# EXERCISE BRIEF
Repeat word for word the passage in the article on drug spending that runs from "Only 10 specialty" to "a year's prescription.".

# TEXT FOR ANALYSIS
'''

Pharmaceutical spending, particularly for specialty drugs, skyrocketed last year.
Spending on drugs rose 13 percent in 2014 from the prior year, reaching $373.9 billion, according to a report from the Blue Cross Blue Shield Association (BCBSA). Specialty drugs were responsible for much of the increase, as costs in that category increased 20.1 percent last year. By comparison, the costs for non-specialty drugs rose 5.7 percent.
Only 10 specialty drugs contributed to 61 percent of the specialty drug spend, according to the BCBSA. The leading cost drivers were Sovaldi, used to treat hepatitis C and costs about $84,000 for a 12-week regimen, and Tecfidera for multiple sclerosis, which costs $55,000 for a year's prescription.
Among BCBSA member plans, per member per month spending for drugs rose 9.3 percent last year, despite the fact that enrollees chose less expensive generic drugs 68 percent of the time when they were available last year, compared to less than 55 percent in 2012.
Specialty drug costs are a sore point for healthcare providers and consumers, who have often accused the pharmaceutical sector of inflating their prices. The price of the hepatitis C drug doubled after the original creator of an early version of the drug was acquired by Gilead four years ago, according to Bloomberg News. "Price is the wrong discussion," Gregg Alton, Gilead's executive vice president for corporate and medical affairs, told Bloomberg. "Value should be the subject."
But the costs are definitely wearing on the nation's pocketbooks. Approximately 576,000 Americans last year had prescription drug costs that were above the median U.S. household income, according to an Express Scripts survey, And many cancer patients have gone into debt as the result of their drug costs.
The BCBSA does not forecast any change in drug cost trends for the foreseeable future, suggesting that specialty drug use and cost will only continue to grow. "Macro trends, such as increasingly complex manufacturing processes and extended patent life, point to continued high unit costs for these drugs in the coming years. As a result, specialty drugs' 23 percent current share of total Rx spend can only be expected to rise," the report said.

'''

# RECORDS
'''

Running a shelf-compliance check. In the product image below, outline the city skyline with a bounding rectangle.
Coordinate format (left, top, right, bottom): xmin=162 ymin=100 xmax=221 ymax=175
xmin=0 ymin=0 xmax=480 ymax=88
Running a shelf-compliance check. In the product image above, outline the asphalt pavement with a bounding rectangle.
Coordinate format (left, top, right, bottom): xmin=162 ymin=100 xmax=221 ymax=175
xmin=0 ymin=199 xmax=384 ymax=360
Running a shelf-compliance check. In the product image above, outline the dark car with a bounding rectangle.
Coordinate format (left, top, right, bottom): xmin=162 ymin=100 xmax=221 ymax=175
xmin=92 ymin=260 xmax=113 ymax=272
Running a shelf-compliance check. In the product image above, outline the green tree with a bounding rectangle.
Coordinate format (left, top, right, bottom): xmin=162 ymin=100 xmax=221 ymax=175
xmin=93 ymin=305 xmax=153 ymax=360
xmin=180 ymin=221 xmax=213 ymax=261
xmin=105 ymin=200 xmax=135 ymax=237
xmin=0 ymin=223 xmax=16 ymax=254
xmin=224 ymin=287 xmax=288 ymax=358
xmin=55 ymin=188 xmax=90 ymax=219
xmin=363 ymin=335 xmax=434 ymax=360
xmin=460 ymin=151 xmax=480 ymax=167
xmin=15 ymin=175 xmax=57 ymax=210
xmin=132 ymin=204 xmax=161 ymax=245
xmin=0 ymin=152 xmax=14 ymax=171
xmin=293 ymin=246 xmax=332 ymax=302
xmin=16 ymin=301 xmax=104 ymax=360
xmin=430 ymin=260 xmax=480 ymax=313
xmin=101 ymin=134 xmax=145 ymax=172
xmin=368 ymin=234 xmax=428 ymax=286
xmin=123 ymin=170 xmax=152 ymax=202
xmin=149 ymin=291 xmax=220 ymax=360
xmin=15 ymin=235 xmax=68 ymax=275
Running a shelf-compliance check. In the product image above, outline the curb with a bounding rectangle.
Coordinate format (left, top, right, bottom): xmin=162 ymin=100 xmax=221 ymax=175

'''
'''

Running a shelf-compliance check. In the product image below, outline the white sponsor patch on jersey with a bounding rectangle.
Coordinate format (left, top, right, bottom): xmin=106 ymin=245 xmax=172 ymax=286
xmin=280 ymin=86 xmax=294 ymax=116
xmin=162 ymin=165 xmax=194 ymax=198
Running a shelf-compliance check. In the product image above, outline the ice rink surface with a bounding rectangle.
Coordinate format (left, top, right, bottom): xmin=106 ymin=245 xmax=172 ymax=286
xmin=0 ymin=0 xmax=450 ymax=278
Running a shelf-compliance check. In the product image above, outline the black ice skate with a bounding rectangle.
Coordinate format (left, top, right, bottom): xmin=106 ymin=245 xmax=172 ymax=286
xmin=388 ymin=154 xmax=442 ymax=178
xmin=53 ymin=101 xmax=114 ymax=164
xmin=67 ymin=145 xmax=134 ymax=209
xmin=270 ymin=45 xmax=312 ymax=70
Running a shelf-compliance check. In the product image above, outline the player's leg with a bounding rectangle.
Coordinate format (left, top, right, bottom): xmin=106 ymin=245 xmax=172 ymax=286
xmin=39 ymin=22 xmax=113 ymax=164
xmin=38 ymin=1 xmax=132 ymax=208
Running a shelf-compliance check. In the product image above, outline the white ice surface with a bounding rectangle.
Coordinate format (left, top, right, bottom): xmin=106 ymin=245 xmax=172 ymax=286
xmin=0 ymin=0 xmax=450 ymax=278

'''

# TASK OUTPUT
Only 10 specialty drugs contributed to 61 percent of the specialty drug spend, according to the BCBSA. The leading cost drivers were Sovaldi, used to treat hepatitis C and costs about $84,000 for a 12-week regimen, and Tecfidera for multiple sclerosis, which costs $55,000 for a year's prescription.